Exercise prompt
Recast every line of the entries below as a Markdown table with two columns, Row (the row number) and Line (the line's text). Leave out blank lines.
· · · · ·
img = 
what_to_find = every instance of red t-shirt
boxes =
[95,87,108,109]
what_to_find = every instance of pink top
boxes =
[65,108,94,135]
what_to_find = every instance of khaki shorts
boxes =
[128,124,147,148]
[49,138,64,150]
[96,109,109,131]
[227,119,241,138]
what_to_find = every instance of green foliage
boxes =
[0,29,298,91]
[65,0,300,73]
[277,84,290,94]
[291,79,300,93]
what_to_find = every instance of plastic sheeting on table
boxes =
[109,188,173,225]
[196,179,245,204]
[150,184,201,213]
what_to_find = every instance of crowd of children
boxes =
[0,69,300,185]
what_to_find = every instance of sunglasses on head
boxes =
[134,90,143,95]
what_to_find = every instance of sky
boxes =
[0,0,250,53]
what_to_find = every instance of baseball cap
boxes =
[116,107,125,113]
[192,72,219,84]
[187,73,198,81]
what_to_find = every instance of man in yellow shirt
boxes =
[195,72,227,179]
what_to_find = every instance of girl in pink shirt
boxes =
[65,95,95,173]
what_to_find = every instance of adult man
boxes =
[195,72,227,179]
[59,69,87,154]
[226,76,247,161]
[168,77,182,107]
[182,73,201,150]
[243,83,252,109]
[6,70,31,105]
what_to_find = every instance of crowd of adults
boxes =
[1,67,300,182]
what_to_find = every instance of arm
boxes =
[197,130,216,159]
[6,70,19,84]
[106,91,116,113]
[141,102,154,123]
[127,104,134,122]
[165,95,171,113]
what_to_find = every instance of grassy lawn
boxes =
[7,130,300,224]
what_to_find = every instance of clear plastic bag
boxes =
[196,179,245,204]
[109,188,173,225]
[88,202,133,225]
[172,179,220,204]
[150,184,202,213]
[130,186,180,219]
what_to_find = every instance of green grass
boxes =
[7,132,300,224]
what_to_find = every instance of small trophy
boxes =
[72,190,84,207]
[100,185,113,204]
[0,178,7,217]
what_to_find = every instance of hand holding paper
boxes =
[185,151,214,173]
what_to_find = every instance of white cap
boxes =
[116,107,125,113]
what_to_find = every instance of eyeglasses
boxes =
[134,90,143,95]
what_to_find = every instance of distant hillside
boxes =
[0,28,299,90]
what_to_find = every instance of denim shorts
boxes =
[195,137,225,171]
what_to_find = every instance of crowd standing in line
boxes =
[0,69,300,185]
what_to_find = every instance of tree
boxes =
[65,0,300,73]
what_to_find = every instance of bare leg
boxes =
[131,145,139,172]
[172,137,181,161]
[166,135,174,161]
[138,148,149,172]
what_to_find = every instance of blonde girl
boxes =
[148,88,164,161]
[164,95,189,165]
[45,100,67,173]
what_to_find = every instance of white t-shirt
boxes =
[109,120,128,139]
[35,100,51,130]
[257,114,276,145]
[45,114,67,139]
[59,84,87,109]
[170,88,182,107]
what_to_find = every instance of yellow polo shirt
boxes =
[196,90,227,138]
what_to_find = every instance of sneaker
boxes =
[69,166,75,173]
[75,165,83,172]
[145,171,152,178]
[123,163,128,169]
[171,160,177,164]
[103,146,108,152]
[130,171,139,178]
· · · · ·
Correct output
| Row | Line |
|---|---|
| 1 | img =  |
| 2 | what_to_find = every instance of red t-shirt |
| 3 | boxes = |
| 4 | [95,87,108,109] |
| 5 | what_to_find = every instance of pink top |
| 6 | boxes = |
| 7 | [65,108,94,135] |
| 8 | what_to_find = every instance of khaki shorts |
| 9 | boxes = |
| 10 | [128,124,147,148] |
| 11 | [49,138,64,150] |
| 12 | [96,109,109,131] |
| 13 | [227,119,241,138] |
| 14 | what_to_find = every instance of green foliage |
| 15 | boxes = |
| 16 | [0,29,298,91] |
| 17 | [65,0,300,73] |
| 18 | [277,84,290,94] |
| 19 | [291,79,300,93] |
| 20 | what_to_find = every instance of plastic sheeting on table |
| 21 | boxes = |
| 22 | [109,188,173,225] |
| 23 | [196,179,245,204] |
| 24 | [150,184,201,213] |
| 25 | what_to_find = every instance of crowd of children |
| 26 | boxes = |
| 27 | [0,69,300,185] |
| 28 | what_to_find = every instance of sunglasses on head |
| 29 | boxes = |
| 30 | [134,90,143,95] |
| 31 | what_to_find = every instance of sky |
| 32 | boxes = |
| 33 | [0,0,250,53] |
| 34 | what_to_find = every instance of baseball cap |
| 35 | boxes = |
| 36 | [116,107,125,113] |
| 37 | [192,72,219,84] |
| 38 | [187,73,198,81] |
| 39 | what_to_find = every instance of man in yellow shirt |
| 40 | boxes = |
| 41 | [195,72,227,179] |
| 42 | what_to_find = every instance of girl in pink shirt |
| 43 | boxes = |
| 44 | [65,95,95,173] |
| 45 | what_to_find = every instance of adult man |
| 46 | boxes = |
| 47 | [195,72,227,179] |
| 48 | [59,69,87,154] |
| 49 | [226,76,247,161] |
| 50 | [168,77,182,107] |
| 51 | [182,73,201,150] |
| 52 | [243,83,252,109] |
| 53 | [6,70,31,105] |
| 54 | what_to_find = every instance of crowd of adults |
| 55 | boxes = |
| 56 | [1,67,300,182] |
| 57 | what_to_find = every instance of arm |
| 58 | boxes = |
| 59 | [197,130,216,159] |
| 60 | [6,70,19,84] |
| 61 | [106,91,116,113] |
| 62 | [141,102,154,123] |
| 63 | [127,104,134,122] |
| 64 | [165,95,171,113] |
| 65 | what_to_find = every instance of grassy lawn |
| 66 | boxes = |
| 67 | [7,130,300,224] |
| 68 | what_to_find = every instance of clear plastic bag |
| 69 | boxes = |
| 70 | [196,179,245,204] |
| 71 | [109,188,173,225] |
| 72 | [88,202,133,225] |
| 73 | [172,179,220,204] |
| 74 | [150,184,202,213] |
| 75 | [130,186,180,219] |
| 76 | what_to_find = every instance of green grass |
| 77 | boxes = |
| 78 | [7,132,300,224] |
| 79 | what_to_find = every instance of small trophy |
| 80 | boxes = |
| 81 | [72,190,84,207] |
| 82 | [100,185,113,204] |
| 83 | [0,178,7,217] |
| 84 | what_to_find = every instance of hand holding paper |
| 85 | boxes = |
| 86 | [185,151,214,173] |
| 87 | what_to_find = every instance of white cap |
| 88 | boxes = |
| 89 | [116,107,125,113] |
| 90 | what_to_find = every instance of eyeglasses |
| 91 | boxes = |
| 92 | [134,90,143,95] |
| 93 | what_to_find = every instance of distant hillside |
| 94 | boxes = |
| 95 | [0,28,299,90] |
| 96 | what_to_find = every instance of denim shorts |
| 97 | boxes = |
| 98 | [195,137,225,171] |
| 99 | what_to_find = every instance of crowd standing in line |
| 100 | boxes = |
| 101 | [0,69,300,185] |
| 102 | what_to_find = every instance of tree |
| 103 | boxes = |
| 104 | [65,0,300,73] |
| 105 | what_to_find = every instance of bare leg |
| 106 | boxes = |
| 107 | [131,145,139,172] |
| 108 | [172,137,181,161] |
| 109 | [166,135,174,161] |
| 110 | [138,148,149,172] |
| 111 | what_to_find = every instance of blonde girl |
| 112 | boxes = |
| 113 | [148,88,164,161] |
| 114 | [164,95,189,165] |
| 115 | [45,100,67,173] |
| 116 | what_to_find = every instance of white t-shirt |
| 117 | boxes = |
| 118 | [109,120,128,139] |
| 119 | [35,100,51,130] |
| 120 | [257,114,276,145] |
| 121 | [45,114,67,139] |
| 122 | [59,84,87,109] |
| 123 | [170,88,182,107] |
| 124 | what_to_find = every instance of yellow polo shirt |
| 125 | boxes = |
| 126 | [196,90,227,138] |
| 127 | what_to_find = every instance of sneaker |
| 128 | boxes = |
| 129 | [69,166,75,173] |
| 130 | [75,165,83,172] |
| 131 | [145,171,152,178] |
| 132 | [123,163,128,169] |
| 133 | [171,160,177,164] |
| 134 | [103,146,108,152] |
| 135 | [130,171,139,178] |